I may been getting some weirdly high page views, but I'm still in the amateur league compared to some. Well, compared to anyone with any actual income stream at all. In particular, it would be nice to at least have nearly as many digits in my stats as the Guardian.
As things stand, I'm still four digits short. You can see the Guardian website viewer stats for October here. They had 18,407,758 unique visitors in that month. Not unique in the sense that every human being is an incredible one-off miracle, because miracles are of course born out of charlatanry, wishful thinking and tricks of the light, but unique in the sense that 18,407,758 separate IP addresses requested pages. 168,712,972 pages, in fact, at an average of 9.17 pages each. 61% of these users live outside the UK.
What isn't clear from the figures is whether that's 18 million unique readers daily, or across the whole month. In other words, if I visit the Guardian website on the fifth, the seventh and twice on the twelfth, do I count as one reader, or three? Does anyone know?
It's pretty damn good either way. I had 11,893 page views last month. That's 396 a day, without the aid of automatic scanning software. This isn't a bad return for an independent blog with, let's face it, no particular area of expertise, and I've really no grounds to be unhappy, but they get over five million a day. It's almost like they're more important in the greater scheme of things than I am.

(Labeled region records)
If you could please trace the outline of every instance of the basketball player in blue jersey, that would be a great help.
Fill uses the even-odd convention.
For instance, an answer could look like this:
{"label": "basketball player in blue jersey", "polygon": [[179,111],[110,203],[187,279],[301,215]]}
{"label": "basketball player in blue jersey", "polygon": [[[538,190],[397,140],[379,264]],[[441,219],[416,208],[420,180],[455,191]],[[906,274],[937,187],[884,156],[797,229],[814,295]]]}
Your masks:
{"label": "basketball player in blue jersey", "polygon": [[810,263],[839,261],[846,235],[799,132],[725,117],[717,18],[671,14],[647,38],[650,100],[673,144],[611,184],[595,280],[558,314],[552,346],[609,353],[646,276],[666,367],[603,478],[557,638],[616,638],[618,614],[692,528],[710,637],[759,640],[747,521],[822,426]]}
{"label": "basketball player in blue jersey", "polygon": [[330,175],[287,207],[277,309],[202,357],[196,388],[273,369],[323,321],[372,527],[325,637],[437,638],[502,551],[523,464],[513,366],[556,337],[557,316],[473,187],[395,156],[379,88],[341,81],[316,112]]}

**To be done:**
[1] Copy out the stretch of the blog post from "It's pretty damn" through "things than I am.", putting "website" in place of "blog".
[2] According to the blog post, how many unique visitors did the Guardian website have in October?

**Results for each task:**
[1]
It's pretty damn good either way. I had 11,893 page views last month. That's 396 a day, without the aid of automatic scanning software. This isn't a bad return for an independent website with, let's face it, no particular area of expertise, and I've really no grounds to be unhappy, but they get over five million a day. It's almost like they're more important in the greater scheme of things than I am.

[2] 18,407,758